RECORDED INFORMATION

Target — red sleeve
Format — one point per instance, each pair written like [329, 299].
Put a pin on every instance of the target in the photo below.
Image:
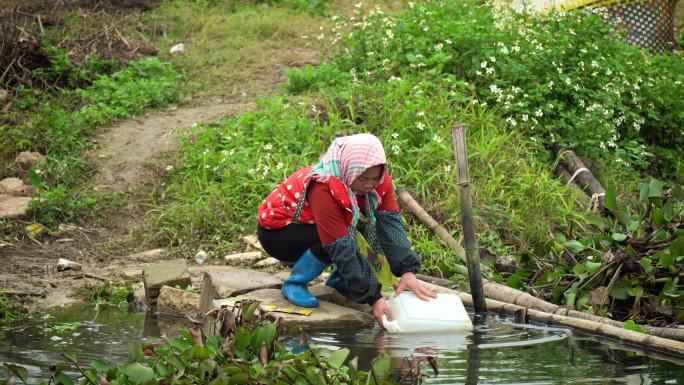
[329, 216]
[389, 201]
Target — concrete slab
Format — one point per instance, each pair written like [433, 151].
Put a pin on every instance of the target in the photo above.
[326, 315]
[231, 281]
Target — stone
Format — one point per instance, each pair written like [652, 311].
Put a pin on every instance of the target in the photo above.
[326, 315]
[13, 207]
[147, 255]
[12, 186]
[177, 302]
[252, 242]
[268, 262]
[247, 258]
[167, 273]
[230, 281]
[131, 274]
[27, 159]
[65, 264]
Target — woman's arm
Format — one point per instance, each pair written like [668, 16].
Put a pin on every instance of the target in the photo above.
[339, 242]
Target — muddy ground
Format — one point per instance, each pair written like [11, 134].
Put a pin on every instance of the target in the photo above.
[123, 155]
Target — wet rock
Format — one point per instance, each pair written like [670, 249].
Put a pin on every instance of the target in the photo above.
[12, 207]
[12, 186]
[230, 281]
[177, 302]
[131, 274]
[65, 264]
[326, 315]
[27, 159]
[167, 273]
[147, 255]
[270, 261]
[247, 258]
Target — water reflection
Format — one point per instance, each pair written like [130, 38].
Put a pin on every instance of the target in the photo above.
[497, 351]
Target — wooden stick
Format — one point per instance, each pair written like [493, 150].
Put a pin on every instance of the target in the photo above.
[507, 294]
[420, 213]
[655, 343]
[467, 221]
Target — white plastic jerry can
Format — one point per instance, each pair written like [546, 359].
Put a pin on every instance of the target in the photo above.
[411, 314]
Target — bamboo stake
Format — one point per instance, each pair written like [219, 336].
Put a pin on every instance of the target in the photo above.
[466, 209]
[510, 295]
[658, 344]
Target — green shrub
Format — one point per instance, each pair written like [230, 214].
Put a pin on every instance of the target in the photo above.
[564, 79]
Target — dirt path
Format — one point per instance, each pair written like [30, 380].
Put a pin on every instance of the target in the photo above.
[130, 144]
[29, 268]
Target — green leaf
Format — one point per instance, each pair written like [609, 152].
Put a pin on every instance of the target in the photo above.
[658, 219]
[610, 199]
[623, 217]
[200, 352]
[337, 358]
[137, 373]
[71, 357]
[620, 290]
[592, 267]
[631, 325]
[677, 247]
[646, 264]
[574, 246]
[206, 367]
[655, 189]
[643, 192]
[240, 378]
[665, 259]
[99, 366]
[180, 344]
[241, 338]
[596, 221]
[248, 311]
[18, 371]
[381, 365]
[64, 379]
[579, 269]
[619, 237]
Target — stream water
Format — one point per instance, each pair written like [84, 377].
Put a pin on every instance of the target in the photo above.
[497, 352]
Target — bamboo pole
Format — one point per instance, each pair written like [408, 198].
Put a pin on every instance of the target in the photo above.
[510, 295]
[659, 344]
[466, 209]
[432, 224]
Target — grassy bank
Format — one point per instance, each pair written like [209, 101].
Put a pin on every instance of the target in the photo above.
[521, 84]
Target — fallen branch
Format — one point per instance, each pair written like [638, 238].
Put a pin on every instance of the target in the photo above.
[510, 295]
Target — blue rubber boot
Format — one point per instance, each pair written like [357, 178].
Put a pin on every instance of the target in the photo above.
[336, 282]
[295, 289]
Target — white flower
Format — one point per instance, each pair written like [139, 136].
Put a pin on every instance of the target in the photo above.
[511, 121]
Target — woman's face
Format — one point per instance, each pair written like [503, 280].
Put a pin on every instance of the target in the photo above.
[369, 180]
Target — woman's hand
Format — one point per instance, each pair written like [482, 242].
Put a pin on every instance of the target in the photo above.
[410, 282]
[381, 307]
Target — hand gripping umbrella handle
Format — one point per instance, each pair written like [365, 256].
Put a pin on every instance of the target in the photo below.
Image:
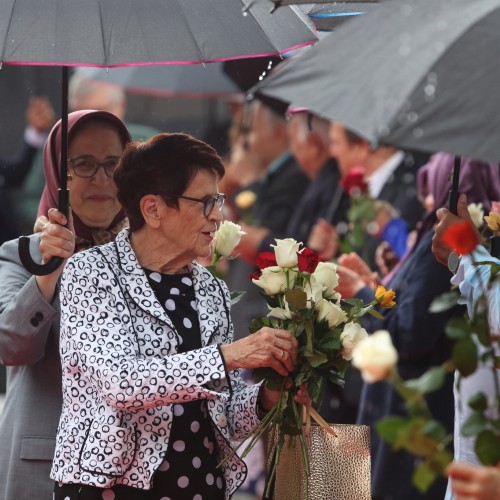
[24, 245]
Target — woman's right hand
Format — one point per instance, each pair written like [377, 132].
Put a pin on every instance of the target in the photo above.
[56, 240]
[268, 347]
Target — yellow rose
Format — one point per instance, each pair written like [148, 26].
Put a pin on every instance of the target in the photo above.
[245, 199]
[493, 221]
[385, 298]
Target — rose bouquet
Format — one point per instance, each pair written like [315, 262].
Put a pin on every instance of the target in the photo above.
[300, 291]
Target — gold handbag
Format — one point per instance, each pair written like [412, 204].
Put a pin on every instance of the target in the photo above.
[339, 463]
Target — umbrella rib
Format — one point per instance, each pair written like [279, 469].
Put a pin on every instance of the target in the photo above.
[7, 31]
[202, 59]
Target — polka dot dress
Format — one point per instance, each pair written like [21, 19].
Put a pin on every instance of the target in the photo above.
[189, 471]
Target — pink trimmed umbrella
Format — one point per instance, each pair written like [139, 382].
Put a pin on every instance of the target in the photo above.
[111, 33]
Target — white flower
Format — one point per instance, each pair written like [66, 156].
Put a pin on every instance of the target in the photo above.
[476, 213]
[314, 292]
[326, 274]
[331, 312]
[227, 238]
[279, 312]
[286, 252]
[274, 279]
[353, 334]
[375, 356]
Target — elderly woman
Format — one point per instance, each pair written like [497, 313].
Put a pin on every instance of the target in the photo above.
[152, 394]
[29, 305]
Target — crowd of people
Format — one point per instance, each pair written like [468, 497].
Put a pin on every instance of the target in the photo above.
[128, 367]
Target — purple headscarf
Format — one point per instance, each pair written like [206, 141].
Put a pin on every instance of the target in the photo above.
[52, 167]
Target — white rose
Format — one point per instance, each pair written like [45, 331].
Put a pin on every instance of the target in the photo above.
[286, 252]
[274, 280]
[314, 292]
[331, 312]
[375, 356]
[353, 334]
[476, 213]
[279, 312]
[326, 274]
[227, 238]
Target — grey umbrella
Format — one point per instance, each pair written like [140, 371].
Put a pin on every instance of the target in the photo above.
[183, 80]
[136, 32]
[420, 75]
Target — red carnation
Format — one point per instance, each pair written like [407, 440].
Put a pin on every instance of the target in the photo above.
[266, 259]
[308, 260]
[354, 183]
[461, 237]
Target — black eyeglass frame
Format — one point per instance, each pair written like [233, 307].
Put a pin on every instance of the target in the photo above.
[208, 203]
[98, 165]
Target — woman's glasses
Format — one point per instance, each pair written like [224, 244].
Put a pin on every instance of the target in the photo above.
[208, 203]
[86, 167]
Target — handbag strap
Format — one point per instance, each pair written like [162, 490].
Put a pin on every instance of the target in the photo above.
[309, 412]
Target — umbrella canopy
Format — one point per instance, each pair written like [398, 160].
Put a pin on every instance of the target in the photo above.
[185, 80]
[124, 32]
[138, 32]
[420, 75]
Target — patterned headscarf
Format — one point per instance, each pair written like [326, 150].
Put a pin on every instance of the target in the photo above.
[85, 236]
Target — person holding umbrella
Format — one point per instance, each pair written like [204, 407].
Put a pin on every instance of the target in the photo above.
[29, 305]
[152, 394]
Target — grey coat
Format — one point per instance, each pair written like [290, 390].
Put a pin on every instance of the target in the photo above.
[29, 347]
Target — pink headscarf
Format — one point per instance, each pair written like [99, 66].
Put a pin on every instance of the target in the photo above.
[52, 167]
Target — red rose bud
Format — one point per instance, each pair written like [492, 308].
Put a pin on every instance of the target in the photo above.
[307, 260]
[355, 181]
[266, 259]
[461, 237]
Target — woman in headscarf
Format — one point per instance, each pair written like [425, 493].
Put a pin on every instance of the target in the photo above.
[29, 305]
[152, 392]
[418, 335]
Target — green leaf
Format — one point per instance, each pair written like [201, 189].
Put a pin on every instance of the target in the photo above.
[474, 424]
[478, 402]
[487, 447]
[457, 328]
[464, 356]
[390, 428]
[444, 302]
[297, 299]
[424, 476]
[236, 297]
[431, 380]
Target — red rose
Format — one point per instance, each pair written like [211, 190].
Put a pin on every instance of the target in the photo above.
[308, 260]
[461, 237]
[355, 182]
[266, 259]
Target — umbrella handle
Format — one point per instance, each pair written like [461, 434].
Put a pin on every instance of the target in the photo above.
[454, 193]
[24, 245]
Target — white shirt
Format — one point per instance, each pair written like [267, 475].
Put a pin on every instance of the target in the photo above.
[378, 179]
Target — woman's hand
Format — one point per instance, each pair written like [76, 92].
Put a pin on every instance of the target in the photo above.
[268, 347]
[55, 241]
[472, 482]
[355, 263]
[268, 398]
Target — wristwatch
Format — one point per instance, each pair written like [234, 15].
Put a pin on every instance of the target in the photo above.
[453, 262]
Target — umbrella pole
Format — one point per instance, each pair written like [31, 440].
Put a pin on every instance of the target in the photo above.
[63, 198]
[454, 193]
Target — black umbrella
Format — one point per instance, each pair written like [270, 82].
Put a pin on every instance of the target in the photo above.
[137, 32]
[420, 75]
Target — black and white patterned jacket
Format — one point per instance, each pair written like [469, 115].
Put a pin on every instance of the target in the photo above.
[122, 372]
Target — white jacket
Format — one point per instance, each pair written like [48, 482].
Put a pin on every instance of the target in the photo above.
[122, 372]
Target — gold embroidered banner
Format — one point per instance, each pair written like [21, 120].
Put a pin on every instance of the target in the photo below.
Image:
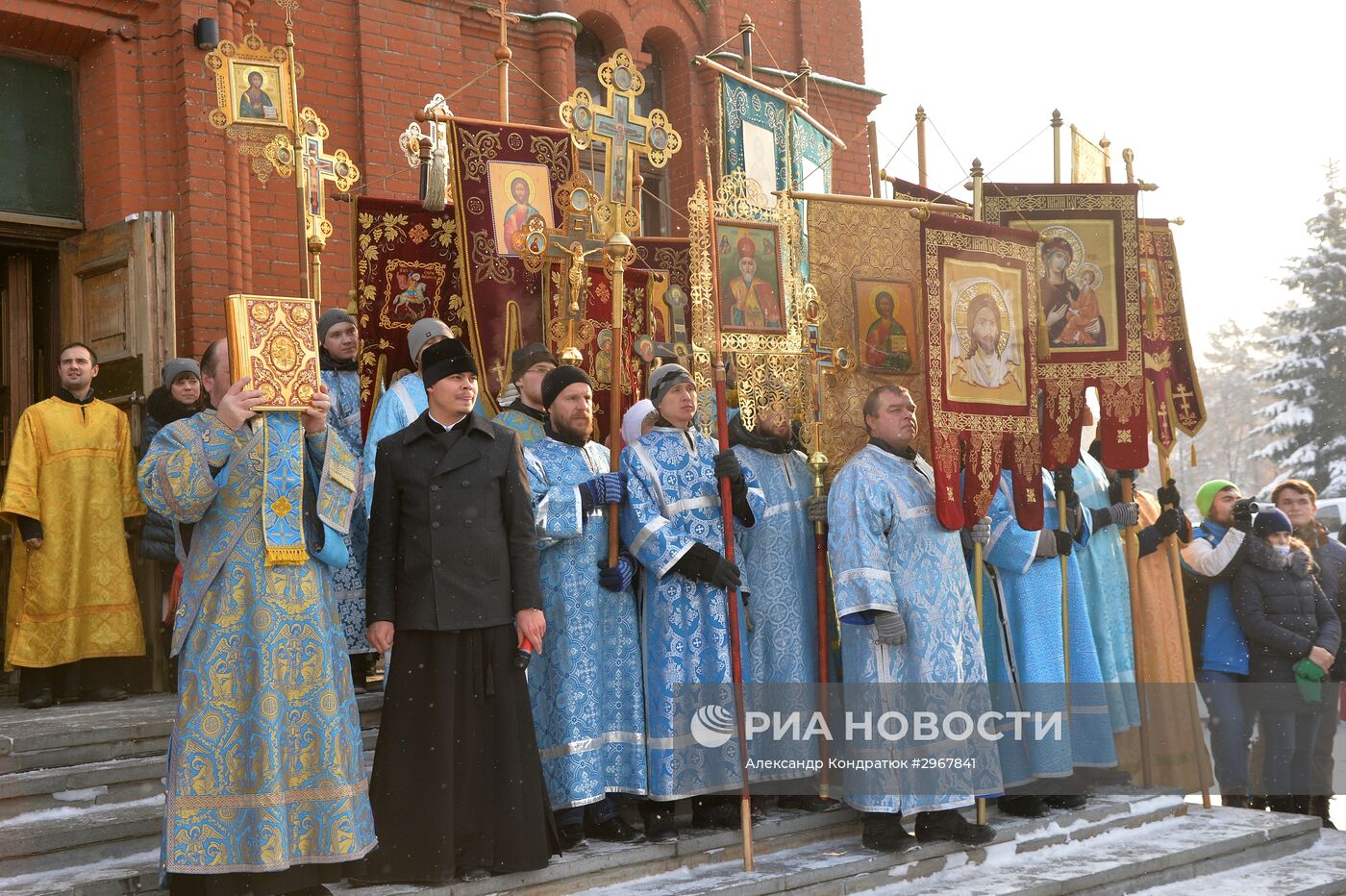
[864, 262]
[1089, 289]
[982, 337]
[1174, 390]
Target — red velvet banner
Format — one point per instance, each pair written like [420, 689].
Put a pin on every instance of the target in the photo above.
[1089, 293]
[502, 175]
[406, 269]
[1174, 391]
[980, 303]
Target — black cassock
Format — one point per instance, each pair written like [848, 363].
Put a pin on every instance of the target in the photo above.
[457, 784]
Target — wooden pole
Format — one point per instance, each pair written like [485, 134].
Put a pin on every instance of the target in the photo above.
[616, 248]
[978, 593]
[1188, 684]
[875, 171]
[818, 464]
[1056, 145]
[921, 158]
[722, 424]
[1131, 548]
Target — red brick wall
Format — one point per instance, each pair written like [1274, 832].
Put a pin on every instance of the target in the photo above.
[144, 93]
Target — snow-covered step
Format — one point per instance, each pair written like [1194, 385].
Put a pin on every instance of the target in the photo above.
[71, 835]
[1318, 871]
[834, 864]
[1184, 848]
[116, 781]
[87, 734]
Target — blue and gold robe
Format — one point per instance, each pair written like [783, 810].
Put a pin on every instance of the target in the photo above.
[890, 553]
[349, 582]
[1025, 650]
[265, 765]
[778, 558]
[673, 501]
[1103, 569]
[588, 708]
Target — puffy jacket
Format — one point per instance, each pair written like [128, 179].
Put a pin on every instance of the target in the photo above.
[157, 541]
[1283, 612]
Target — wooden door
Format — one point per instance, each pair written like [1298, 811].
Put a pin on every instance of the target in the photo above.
[117, 296]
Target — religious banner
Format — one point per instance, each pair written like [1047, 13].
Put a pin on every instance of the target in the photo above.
[666, 331]
[1087, 162]
[810, 171]
[1174, 391]
[756, 140]
[1089, 331]
[406, 269]
[864, 262]
[504, 174]
[980, 309]
[760, 300]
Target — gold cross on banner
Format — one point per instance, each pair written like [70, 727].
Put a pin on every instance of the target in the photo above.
[626, 135]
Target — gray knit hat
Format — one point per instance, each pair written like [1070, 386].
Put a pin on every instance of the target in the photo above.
[330, 319]
[421, 331]
[662, 378]
[178, 366]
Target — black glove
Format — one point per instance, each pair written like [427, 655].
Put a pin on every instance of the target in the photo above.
[1168, 495]
[706, 564]
[727, 467]
[1053, 542]
[1244, 510]
[1114, 485]
[1168, 522]
[619, 576]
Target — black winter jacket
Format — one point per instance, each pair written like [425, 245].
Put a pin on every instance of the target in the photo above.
[161, 410]
[1283, 612]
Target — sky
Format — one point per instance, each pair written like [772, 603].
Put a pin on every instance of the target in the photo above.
[1232, 110]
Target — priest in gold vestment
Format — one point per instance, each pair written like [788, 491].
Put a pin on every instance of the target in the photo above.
[266, 790]
[70, 492]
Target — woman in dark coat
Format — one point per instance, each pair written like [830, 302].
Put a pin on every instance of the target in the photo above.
[1287, 619]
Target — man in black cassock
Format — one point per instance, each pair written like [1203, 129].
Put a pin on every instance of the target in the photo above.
[453, 576]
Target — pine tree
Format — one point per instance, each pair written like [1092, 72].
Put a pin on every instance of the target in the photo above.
[1306, 417]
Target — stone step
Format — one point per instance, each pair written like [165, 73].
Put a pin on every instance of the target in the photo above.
[834, 864]
[89, 734]
[1318, 871]
[74, 835]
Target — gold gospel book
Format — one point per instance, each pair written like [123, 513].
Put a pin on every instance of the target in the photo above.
[273, 340]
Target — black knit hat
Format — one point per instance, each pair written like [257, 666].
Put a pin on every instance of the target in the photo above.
[559, 380]
[444, 360]
[527, 357]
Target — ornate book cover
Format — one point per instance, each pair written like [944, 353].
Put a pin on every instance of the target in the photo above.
[273, 340]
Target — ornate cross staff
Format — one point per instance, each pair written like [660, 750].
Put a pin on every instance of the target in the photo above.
[823, 360]
[628, 137]
[502, 53]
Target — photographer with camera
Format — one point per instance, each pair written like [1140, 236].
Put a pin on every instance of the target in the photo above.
[1218, 647]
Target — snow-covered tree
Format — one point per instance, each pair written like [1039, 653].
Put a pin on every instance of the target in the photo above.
[1306, 417]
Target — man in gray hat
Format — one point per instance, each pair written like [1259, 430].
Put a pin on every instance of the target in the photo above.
[404, 400]
[528, 366]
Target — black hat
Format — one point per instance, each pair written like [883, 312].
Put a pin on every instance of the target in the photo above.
[559, 380]
[444, 360]
[527, 357]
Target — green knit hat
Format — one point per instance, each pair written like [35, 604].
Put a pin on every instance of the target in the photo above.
[1207, 494]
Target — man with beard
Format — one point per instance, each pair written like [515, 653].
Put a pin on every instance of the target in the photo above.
[265, 785]
[778, 559]
[587, 703]
[457, 788]
[528, 366]
[338, 342]
[908, 618]
[69, 494]
[675, 525]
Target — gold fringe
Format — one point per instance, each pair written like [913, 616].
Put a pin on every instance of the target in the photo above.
[286, 555]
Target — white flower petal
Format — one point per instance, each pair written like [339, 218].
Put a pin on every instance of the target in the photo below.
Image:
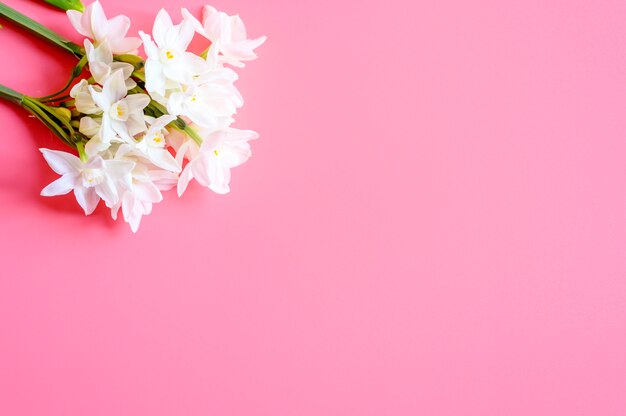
[61, 186]
[87, 198]
[61, 162]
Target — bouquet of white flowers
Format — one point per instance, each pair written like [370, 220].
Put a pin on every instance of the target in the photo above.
[142, 126]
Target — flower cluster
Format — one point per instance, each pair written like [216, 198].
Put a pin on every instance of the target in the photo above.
[142, 126]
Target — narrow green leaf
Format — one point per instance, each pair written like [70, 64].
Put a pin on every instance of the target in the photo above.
[67, 4]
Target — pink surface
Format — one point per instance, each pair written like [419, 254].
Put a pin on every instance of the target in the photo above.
[433, 223]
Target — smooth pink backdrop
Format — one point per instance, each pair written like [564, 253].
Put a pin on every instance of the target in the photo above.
[433, 223]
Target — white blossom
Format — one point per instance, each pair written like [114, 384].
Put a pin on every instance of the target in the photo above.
[94, 24]
[90, 181]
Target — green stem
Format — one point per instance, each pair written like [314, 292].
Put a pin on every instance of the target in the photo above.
[78, 69]
[40, 30]
[11, 95]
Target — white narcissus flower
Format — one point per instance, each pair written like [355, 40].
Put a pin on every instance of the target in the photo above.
[122, 114]
[152, 145]
[90, 181]
[169, 64]
[211, 101]
[145, 189]
[94, 24]
[227, 34]
[210, 164]
[82, 98]
[101, 64]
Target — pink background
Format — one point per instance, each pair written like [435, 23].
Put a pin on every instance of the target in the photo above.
[433, 223]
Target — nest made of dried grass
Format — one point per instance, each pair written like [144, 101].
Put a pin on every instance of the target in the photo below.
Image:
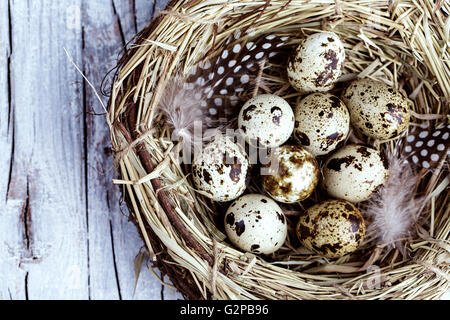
[402, 42]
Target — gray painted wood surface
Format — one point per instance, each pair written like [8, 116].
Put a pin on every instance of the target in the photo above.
[63, 232]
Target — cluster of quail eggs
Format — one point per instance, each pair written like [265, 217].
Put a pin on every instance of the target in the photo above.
[306, 145]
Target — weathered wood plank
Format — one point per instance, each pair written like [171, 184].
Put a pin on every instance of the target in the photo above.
[12, 285]
[107, 28]
[113, 240]
[43, 236]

GOAL
Look above for the line that holds "Target — gray painted wood surface", then copy it and each line after it exactly, through the last line of the data.

RESULT FOR THIS EXERCISE
Target — gray painted wood surface
Format — one point per instance, each pair written like [8, 116].
Put a pin on every instance of the target in the photo above.
[63, 232]
Target — cluster of quail eggs
Format — one point per instance, each pair written like [265, 217].
Put a pin on every instance of the target in the photo above.
[306, 145]
Target — weathered wood plank
Format — one point per instance, each pair written like [171, 184].
Put a pin on every instance of the target in the photo above.
[12, 285]
[107, 28]
[113, 240]
[43, 236]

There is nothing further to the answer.